> Entries:
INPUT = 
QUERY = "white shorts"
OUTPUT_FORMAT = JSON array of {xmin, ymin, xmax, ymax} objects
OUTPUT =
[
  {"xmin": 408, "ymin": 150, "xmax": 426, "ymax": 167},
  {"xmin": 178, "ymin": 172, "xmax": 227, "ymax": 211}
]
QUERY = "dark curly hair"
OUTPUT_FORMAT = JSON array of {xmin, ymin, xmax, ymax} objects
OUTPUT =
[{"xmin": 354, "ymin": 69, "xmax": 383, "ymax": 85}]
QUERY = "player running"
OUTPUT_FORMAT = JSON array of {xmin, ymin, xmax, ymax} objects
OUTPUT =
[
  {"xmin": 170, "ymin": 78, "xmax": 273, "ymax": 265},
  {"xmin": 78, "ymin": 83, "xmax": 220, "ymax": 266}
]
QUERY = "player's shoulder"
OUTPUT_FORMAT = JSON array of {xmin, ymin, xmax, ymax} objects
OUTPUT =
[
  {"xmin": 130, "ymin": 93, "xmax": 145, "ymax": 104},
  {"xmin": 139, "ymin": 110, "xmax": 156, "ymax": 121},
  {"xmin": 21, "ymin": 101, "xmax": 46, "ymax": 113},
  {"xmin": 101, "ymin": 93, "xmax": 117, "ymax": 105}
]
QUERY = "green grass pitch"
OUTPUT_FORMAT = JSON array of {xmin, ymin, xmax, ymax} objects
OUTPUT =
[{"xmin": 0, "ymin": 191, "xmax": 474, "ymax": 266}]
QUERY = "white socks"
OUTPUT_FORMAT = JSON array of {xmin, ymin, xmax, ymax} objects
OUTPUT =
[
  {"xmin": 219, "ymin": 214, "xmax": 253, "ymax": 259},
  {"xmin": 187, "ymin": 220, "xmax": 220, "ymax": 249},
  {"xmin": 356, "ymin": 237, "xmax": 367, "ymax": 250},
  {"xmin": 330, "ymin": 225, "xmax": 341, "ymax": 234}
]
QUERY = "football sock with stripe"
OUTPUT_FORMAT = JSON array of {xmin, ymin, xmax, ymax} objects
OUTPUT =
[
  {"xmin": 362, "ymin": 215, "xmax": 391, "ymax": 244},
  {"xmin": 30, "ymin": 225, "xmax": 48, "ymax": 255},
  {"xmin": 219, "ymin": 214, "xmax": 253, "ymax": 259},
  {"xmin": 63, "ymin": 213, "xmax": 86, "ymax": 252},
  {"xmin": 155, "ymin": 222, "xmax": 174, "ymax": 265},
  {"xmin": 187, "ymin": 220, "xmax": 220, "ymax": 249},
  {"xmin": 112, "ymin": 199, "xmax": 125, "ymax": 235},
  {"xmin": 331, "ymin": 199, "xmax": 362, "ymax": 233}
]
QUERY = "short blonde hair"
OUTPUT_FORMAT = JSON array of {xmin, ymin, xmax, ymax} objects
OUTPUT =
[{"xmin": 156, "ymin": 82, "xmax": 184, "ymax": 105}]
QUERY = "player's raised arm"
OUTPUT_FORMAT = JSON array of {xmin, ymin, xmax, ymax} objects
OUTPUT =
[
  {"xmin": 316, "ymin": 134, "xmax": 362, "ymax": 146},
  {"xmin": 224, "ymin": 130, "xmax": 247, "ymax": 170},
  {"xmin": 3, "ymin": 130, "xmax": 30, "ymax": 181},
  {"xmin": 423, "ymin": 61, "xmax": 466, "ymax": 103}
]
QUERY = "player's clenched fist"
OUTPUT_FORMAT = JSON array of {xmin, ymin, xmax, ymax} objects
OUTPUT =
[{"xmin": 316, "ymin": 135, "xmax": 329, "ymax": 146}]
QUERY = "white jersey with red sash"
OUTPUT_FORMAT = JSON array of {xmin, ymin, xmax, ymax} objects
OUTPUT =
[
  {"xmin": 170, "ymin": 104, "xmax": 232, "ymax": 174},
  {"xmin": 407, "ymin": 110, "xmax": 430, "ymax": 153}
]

> Written request:
Count the lines in the data above that contain the word "white". Reply with only that number.

> Solution for this exercise:
3